Ein Jahr später, im Februar 2003, scheiterte dann Oberbürgermeister Christian Ude (SPD) mit seinem Vorhaben, die Bewegung zu spalten. Gemeinsam mit dem DGB Bayern veranstaltete er eine eigene Kundgebung, auf der zwar gegen den drohenden Irakkrieg, nicht aber gegen die Sicherheitskonferenz demonstriert wurde. Dennoch ließen es sich 30 000 Menschen nicht nehmen, über den Altstadtring zu marschieren und dabei nicht nur den Irakkrieg und die USA zu kritisieren, sondern auch die Politik der Bundesregierung.

Das Aktionsbündnis reicht in diesem Jahr von Attac und gewerkschaftlichen Gruppen über die DKP und die VVN bis zu verschiedenen Friedensinitiativen. Auch dieses Mal ruft es wieder zu Protesten sowohl gegen die Sicherheitskonferenz als auch gegen das Weltwirtschaftsforum im schweizerischen Davos auf, das vom 21. bis zum 25. Januar stattfinden wird.

Bereits am kommenden Wochenende findet im Münchner Gewerkschaftshaus ein Antikriegskongress statt, der u.a. von der Informationstelle Militarisierung (Imi) und der Bundeskoordination Internationalismus (Buko) organisiert wird. Dort sollen auch der Sozialabbau und die Abschottungspolitik der Europäischen Union als Teil der neuen Kriegspolitik analysiert werden.

◆ Rohdaten:

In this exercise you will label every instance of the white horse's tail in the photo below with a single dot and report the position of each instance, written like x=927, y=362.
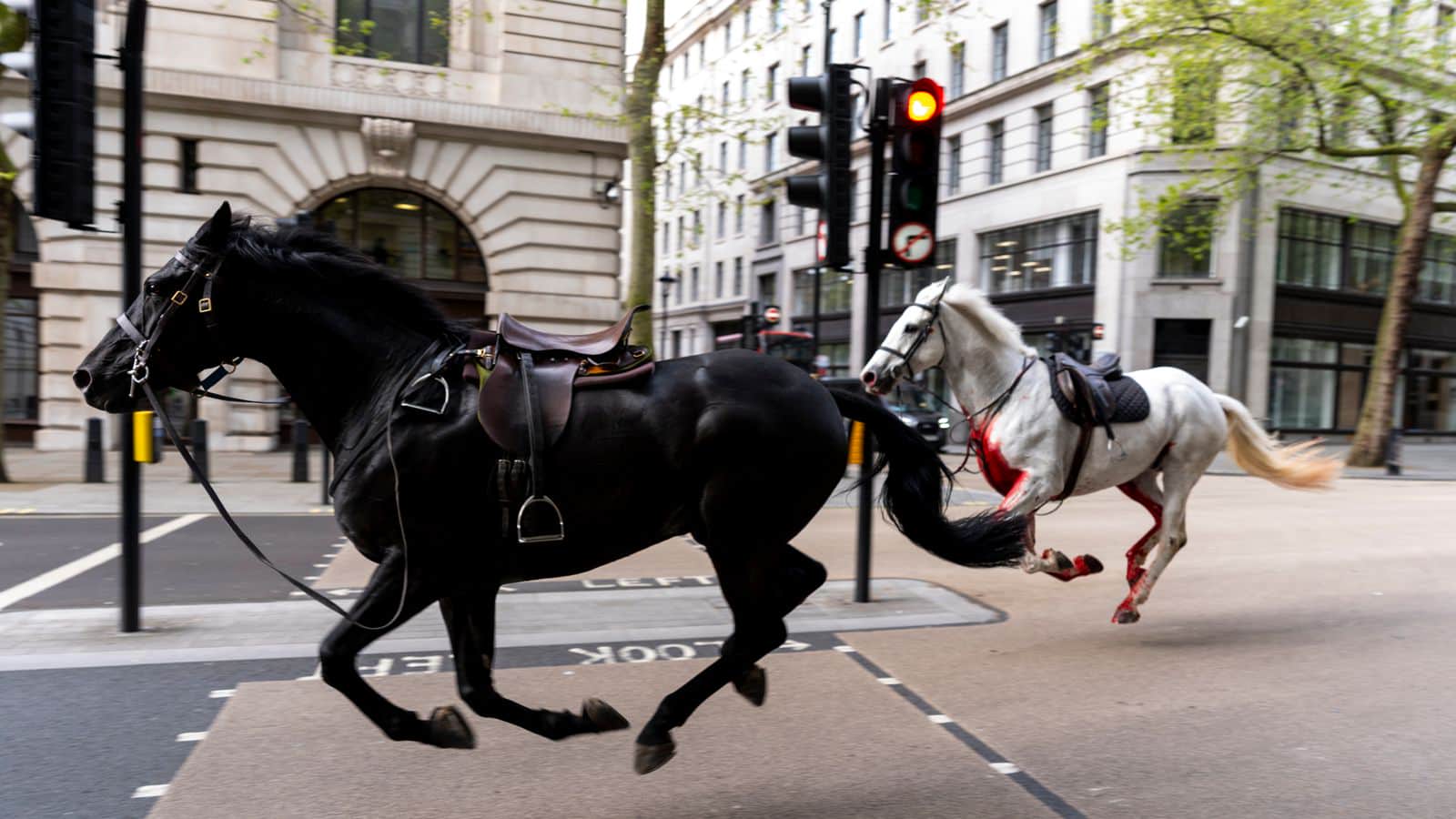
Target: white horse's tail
x=1296, y=467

◆ Aufgabe: Führen Sie den Text über die Proteste gegen die Sicherheitskonferenz im Anschluss an seinen letzten Satz weiter.

◆ Richtige Antwort:
Auf der letzten Sicherheitskonferenz wurden die Meinungsunterschiede in der Nato offenkundig, als sich Bundesaußenminister Joschka Fischer und der US-Verteidigungsminister Donald Rumsfeld ein Wortgefecht über den Irakkrieg lieferten. Nach den jüngsten heftigen Auseinandersetzungen über die Einrichtung einer europäischen schnellen Eingreiftruppe mit ihrem Hauptquartier in Brüssel könnte in München der Streit zwischen denjenigen, die die transatlantischen Bindungen erhalten wollen, und denen, die der Militärmacht USA eine Militärmacht Europa mit eigenen Truppen, Waffen und Strukturen entgegenstellen wollen, offen ausgetragen werden.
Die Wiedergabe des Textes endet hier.